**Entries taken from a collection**
↓

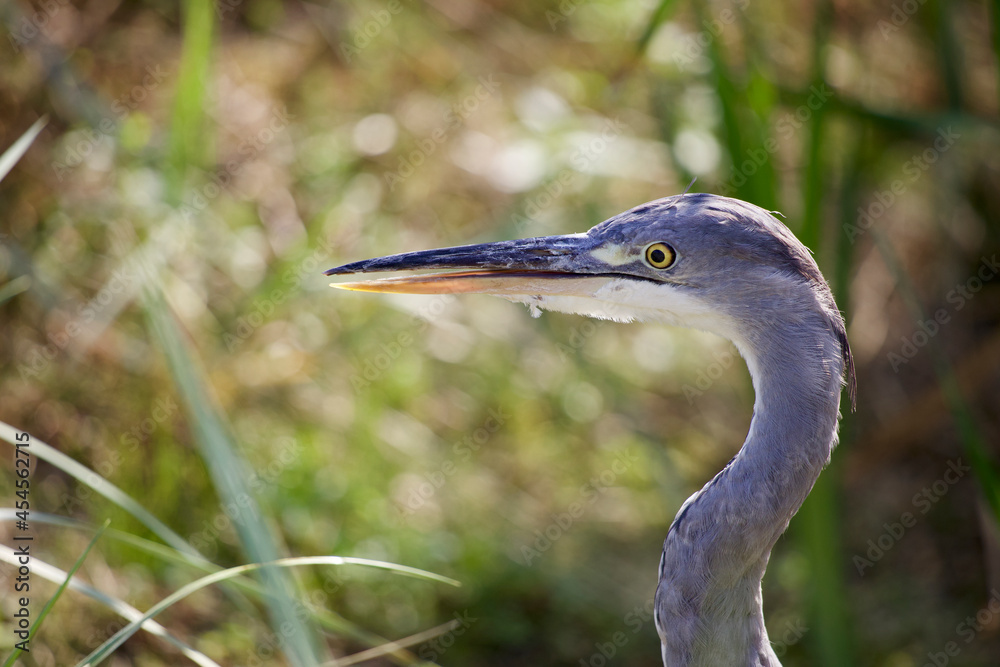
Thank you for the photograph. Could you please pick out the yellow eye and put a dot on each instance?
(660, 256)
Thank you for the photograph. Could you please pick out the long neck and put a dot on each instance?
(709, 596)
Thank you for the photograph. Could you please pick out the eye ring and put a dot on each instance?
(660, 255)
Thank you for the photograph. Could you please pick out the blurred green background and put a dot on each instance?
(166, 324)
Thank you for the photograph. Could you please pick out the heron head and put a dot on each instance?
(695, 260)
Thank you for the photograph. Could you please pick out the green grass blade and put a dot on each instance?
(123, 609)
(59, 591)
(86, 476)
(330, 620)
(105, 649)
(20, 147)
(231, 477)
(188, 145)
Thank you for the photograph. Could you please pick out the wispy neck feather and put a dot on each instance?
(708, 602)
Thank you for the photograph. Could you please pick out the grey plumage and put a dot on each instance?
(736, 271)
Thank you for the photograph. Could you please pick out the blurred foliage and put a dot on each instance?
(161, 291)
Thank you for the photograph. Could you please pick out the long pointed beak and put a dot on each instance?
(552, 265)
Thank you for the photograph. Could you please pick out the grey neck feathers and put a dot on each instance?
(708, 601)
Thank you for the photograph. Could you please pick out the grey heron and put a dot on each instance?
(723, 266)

↑

**PROBLEM DESCRIPTION**
From the line with "heron and put a dot on each instance?" to the final line of the entries above, return every line exactly as written.

**SOLUTION BELOW**
Thank you for the photograph. Could you please pick out the grey heron and put a dot on each instance?
(723, 266)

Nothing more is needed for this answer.